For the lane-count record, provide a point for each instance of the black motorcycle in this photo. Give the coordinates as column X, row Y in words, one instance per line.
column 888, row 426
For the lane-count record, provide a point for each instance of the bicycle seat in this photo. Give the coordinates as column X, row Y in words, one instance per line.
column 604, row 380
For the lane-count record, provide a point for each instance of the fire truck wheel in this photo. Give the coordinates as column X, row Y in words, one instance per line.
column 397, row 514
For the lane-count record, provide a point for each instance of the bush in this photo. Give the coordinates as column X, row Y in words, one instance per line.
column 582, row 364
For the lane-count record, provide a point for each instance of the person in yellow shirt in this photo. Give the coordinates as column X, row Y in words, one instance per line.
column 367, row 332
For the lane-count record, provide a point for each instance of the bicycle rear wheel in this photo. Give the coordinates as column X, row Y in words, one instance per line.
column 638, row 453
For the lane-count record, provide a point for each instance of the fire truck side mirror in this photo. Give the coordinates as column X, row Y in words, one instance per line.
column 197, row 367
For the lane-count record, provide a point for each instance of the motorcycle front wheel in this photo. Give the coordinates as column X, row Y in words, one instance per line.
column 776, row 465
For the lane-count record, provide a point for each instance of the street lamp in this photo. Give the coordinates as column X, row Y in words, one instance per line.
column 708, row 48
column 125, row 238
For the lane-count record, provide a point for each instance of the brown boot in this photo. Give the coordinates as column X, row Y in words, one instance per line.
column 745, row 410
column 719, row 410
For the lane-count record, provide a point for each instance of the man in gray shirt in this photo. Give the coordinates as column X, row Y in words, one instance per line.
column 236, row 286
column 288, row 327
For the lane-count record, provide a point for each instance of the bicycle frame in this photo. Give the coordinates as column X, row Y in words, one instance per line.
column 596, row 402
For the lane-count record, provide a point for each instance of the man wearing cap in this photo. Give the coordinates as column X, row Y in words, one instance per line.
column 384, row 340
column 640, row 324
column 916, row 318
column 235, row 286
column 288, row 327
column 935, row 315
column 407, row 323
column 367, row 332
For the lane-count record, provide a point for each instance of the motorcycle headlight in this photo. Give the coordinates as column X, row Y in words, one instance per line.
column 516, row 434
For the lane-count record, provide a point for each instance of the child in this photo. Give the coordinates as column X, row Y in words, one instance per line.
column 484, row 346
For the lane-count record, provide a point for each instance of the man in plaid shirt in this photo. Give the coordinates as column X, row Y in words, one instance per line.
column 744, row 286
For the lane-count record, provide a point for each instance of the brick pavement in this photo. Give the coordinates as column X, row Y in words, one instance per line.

--

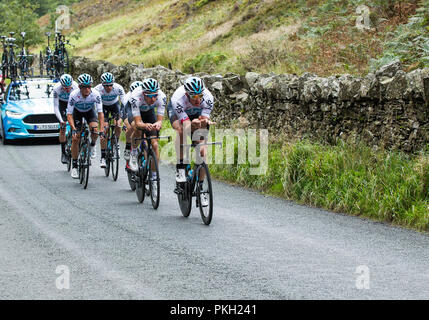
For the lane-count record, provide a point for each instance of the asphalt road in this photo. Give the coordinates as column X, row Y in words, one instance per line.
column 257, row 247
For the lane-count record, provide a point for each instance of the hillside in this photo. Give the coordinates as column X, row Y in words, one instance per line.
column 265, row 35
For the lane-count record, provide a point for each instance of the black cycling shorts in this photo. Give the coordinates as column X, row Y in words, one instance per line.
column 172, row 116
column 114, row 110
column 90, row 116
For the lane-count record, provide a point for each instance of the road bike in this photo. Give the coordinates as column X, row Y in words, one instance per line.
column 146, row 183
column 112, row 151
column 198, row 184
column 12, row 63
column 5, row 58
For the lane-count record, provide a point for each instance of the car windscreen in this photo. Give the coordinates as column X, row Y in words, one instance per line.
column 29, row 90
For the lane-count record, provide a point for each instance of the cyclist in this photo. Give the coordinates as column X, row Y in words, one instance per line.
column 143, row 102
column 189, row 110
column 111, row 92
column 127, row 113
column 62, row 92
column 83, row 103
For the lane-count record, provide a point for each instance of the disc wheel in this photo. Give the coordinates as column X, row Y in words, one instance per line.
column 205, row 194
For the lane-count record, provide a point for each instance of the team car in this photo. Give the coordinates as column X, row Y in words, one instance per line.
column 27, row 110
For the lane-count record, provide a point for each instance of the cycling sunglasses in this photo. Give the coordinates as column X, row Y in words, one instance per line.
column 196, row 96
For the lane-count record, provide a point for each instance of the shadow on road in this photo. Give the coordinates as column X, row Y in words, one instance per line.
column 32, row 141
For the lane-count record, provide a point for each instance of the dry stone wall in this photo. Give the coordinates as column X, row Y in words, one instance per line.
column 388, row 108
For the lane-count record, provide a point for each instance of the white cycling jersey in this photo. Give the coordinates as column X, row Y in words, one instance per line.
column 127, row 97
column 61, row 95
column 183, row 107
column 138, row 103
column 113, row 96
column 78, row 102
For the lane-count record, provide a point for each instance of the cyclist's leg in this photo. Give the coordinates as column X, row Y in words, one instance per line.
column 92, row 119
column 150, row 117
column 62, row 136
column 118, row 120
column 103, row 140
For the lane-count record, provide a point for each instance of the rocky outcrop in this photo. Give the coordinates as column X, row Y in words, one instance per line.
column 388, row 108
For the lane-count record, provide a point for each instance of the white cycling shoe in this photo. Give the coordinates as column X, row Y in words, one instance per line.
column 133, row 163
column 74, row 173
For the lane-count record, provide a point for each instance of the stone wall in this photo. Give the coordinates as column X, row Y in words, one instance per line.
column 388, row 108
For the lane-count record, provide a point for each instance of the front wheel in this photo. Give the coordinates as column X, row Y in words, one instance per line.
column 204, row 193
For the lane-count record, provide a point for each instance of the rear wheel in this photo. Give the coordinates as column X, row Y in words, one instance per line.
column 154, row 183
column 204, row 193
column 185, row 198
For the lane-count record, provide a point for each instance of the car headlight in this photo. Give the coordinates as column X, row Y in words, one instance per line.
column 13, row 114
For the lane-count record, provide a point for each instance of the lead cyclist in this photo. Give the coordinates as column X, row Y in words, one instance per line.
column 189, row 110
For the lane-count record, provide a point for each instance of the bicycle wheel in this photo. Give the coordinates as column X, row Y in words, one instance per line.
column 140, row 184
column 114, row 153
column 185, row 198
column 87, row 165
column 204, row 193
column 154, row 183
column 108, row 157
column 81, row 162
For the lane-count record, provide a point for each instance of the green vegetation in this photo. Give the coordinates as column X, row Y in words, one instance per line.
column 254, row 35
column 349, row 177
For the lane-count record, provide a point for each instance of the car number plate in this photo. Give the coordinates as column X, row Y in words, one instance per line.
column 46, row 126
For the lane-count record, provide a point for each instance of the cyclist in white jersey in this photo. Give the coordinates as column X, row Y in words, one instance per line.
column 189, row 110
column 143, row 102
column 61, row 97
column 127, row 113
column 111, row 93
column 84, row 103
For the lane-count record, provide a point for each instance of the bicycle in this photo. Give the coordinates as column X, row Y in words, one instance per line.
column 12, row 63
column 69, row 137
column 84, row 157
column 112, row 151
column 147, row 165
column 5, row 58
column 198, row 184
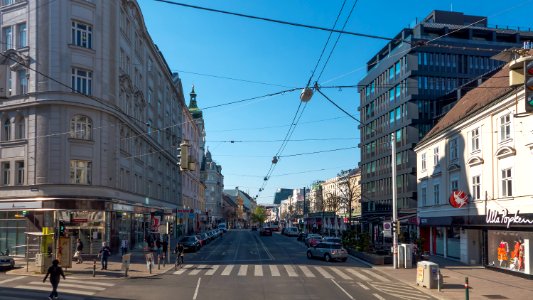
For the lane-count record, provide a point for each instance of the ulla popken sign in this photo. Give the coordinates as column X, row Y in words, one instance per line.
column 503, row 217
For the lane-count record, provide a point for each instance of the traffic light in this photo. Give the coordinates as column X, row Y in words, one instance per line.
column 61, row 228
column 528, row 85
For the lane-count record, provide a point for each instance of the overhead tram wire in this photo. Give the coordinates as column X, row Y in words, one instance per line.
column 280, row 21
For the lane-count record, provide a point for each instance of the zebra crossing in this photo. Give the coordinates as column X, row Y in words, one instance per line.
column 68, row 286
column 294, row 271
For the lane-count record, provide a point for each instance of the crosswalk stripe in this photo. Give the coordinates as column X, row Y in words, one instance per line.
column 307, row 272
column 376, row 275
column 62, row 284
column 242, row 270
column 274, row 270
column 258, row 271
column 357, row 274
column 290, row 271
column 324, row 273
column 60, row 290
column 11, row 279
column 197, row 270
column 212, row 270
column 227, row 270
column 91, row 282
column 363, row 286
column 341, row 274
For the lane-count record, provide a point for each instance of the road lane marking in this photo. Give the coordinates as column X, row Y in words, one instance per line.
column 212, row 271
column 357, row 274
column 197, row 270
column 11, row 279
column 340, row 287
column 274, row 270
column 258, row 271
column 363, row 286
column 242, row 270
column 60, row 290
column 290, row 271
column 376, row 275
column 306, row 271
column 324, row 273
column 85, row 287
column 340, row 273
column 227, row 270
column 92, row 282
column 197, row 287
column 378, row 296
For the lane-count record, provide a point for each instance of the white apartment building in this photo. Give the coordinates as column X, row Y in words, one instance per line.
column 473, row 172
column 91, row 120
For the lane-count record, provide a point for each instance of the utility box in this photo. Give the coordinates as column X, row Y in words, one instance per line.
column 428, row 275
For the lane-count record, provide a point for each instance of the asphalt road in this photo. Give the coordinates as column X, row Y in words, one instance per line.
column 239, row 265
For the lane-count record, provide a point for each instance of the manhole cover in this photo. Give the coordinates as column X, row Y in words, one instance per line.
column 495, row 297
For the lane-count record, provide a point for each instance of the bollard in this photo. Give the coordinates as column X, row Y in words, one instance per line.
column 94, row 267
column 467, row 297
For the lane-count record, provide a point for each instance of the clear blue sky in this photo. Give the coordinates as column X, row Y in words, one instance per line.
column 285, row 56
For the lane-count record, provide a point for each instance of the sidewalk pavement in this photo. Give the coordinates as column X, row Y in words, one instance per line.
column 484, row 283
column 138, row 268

---

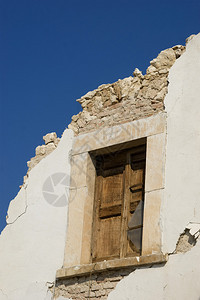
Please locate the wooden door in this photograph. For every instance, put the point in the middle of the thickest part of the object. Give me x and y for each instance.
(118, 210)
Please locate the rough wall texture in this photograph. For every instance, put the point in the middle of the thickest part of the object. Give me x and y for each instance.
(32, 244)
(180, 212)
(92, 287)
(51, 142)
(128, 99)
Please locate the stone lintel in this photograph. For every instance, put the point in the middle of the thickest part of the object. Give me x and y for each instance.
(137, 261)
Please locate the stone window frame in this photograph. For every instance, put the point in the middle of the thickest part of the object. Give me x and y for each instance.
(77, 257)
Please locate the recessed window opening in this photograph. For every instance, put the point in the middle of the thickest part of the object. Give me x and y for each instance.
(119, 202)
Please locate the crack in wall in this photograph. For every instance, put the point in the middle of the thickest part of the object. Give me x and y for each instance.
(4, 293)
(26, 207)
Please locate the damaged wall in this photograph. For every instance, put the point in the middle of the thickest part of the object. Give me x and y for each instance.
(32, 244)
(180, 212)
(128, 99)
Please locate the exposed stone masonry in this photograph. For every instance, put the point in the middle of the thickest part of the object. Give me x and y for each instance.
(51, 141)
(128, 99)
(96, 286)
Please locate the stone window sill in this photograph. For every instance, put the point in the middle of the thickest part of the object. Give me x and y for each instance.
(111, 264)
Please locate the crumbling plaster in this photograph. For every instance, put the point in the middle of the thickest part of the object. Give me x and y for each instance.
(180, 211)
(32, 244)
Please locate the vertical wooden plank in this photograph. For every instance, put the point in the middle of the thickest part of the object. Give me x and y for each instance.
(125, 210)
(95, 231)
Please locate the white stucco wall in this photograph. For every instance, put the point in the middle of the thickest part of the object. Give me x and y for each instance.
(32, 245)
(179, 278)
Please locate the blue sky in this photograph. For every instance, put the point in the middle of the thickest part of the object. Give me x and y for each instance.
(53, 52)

• PROBLEM STATEMENT:
Could you set down, exactly as written, the lines above between the one holding "man in plaid" and the one holding "of the brick", inclusive, and nothing more?

• WRITTEN RESPONSE:
For the lane-count record, provide a point for each instance of the man in plaid shirt in this photo. Give the coordinates as column X, row Y in words, one instance per line.
column 744, row 286
For the lane-count record, provide a point for each instance of the brick pavement in this photo. Give the coordinates as column X, row Y in words, one instance per line.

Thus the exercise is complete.